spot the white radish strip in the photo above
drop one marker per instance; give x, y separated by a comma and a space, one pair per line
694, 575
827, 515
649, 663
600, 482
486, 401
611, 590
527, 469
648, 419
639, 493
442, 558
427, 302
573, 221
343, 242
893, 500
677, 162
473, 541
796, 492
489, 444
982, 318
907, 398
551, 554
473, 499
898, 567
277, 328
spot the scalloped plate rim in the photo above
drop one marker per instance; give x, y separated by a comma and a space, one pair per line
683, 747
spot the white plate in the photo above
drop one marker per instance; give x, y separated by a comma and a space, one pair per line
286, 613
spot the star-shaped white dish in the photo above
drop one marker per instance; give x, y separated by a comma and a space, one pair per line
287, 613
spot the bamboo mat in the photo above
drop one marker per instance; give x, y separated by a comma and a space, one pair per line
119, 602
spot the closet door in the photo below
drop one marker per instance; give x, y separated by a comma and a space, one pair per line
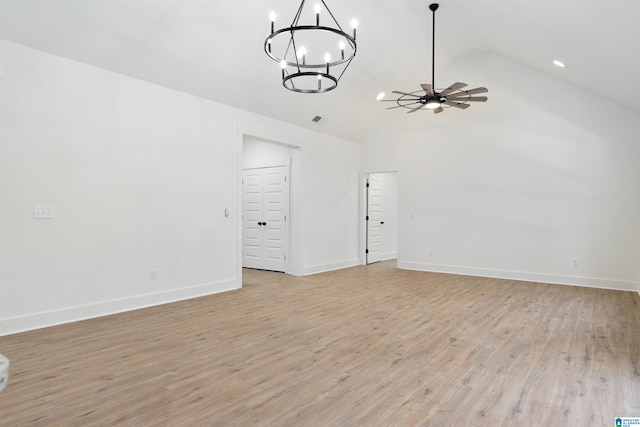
265, 218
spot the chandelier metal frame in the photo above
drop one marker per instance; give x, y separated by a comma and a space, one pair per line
295, 69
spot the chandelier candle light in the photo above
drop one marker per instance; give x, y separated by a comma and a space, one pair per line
313, 57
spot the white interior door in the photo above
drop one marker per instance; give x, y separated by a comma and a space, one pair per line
265, 218
374, 219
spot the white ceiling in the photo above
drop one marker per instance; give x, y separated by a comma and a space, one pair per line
214, 48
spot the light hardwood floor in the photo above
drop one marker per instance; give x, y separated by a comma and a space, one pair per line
364, 346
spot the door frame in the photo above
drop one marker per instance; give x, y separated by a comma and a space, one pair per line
295, 193
267, 164
364, 177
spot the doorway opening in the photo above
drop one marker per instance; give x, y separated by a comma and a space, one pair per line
380, 225
266, 216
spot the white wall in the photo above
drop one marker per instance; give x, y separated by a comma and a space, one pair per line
139, 177
520, 186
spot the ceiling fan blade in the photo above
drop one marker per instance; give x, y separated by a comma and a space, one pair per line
453, 88
428, 89
417, 108
473, 91
457, 104
471, 98
405, 93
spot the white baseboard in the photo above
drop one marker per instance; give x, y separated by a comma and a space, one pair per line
557, 279
73, 314
322, 268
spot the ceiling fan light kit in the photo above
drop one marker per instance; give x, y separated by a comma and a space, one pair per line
429, 98
314, 51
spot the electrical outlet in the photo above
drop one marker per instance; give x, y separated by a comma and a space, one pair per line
43, 212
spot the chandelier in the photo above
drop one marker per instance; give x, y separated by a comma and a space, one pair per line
313, 56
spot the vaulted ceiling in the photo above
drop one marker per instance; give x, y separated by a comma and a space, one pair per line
214, 48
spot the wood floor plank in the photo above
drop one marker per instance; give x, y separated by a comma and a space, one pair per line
364, 346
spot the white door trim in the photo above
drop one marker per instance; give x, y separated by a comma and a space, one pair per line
296, 189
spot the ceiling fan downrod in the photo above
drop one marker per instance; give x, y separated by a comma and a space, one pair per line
433, 7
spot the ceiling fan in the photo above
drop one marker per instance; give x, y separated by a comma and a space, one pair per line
429, 97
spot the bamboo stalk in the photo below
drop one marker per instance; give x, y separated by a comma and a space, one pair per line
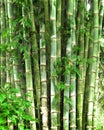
48, 57
28, 72
58, 40
92, 73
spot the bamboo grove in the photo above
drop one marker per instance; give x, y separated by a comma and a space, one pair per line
52, 50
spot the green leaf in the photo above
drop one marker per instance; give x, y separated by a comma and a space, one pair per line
2, 120
2, 97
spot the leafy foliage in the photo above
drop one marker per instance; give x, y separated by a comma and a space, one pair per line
12, 107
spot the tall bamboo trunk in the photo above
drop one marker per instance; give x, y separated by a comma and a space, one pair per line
28, 72
48, 57
81, 76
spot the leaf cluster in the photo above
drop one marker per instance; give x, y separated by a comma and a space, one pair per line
13, 108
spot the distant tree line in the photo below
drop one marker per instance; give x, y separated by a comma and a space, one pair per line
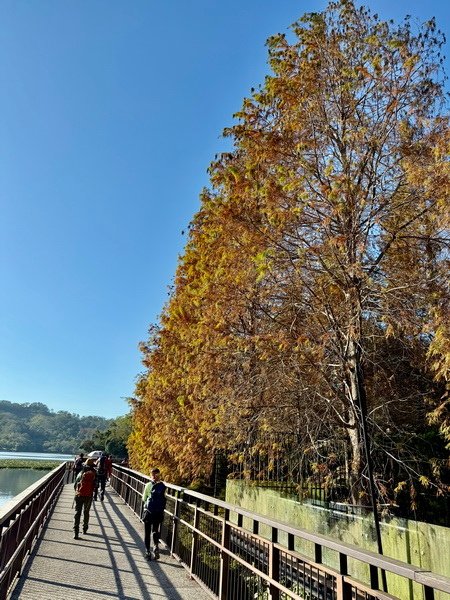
33, 427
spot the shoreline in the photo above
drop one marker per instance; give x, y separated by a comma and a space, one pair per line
20, 463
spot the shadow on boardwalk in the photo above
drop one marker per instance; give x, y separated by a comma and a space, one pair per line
107, 562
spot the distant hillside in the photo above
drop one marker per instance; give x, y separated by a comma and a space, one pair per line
33, 427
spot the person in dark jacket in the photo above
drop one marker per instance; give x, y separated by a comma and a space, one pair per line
78, 464
101, 477
154, 503
84, 491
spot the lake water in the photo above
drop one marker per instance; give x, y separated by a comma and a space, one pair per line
15, 481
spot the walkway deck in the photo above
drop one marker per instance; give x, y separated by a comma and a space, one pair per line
108, 562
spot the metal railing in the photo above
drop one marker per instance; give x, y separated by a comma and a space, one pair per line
223, 548
21, 521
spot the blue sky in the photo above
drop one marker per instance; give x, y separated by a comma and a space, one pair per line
110, 113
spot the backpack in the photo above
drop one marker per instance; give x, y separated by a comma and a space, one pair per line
101, 466
86, 484
78, 465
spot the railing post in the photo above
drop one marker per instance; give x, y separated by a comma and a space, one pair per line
194, 539
274, 565
176, 516
343, 589
224, 557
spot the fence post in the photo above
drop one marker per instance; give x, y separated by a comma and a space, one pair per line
224, 557
274, 565
194, 540
176, 515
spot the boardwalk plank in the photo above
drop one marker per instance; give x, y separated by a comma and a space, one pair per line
108, 562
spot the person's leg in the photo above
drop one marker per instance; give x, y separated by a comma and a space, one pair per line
147, 531
77, 516
102, 486
157, 522
87, 508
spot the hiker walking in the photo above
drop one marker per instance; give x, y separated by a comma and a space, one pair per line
84, 490
78, 464
154, 503
101, 477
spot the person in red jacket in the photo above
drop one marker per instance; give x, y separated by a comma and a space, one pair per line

========

:: Problem details ::
Wherever the string "light" shows up in a line of the records, count that line once. Report the total alone.

:: Result of the exercise ::
3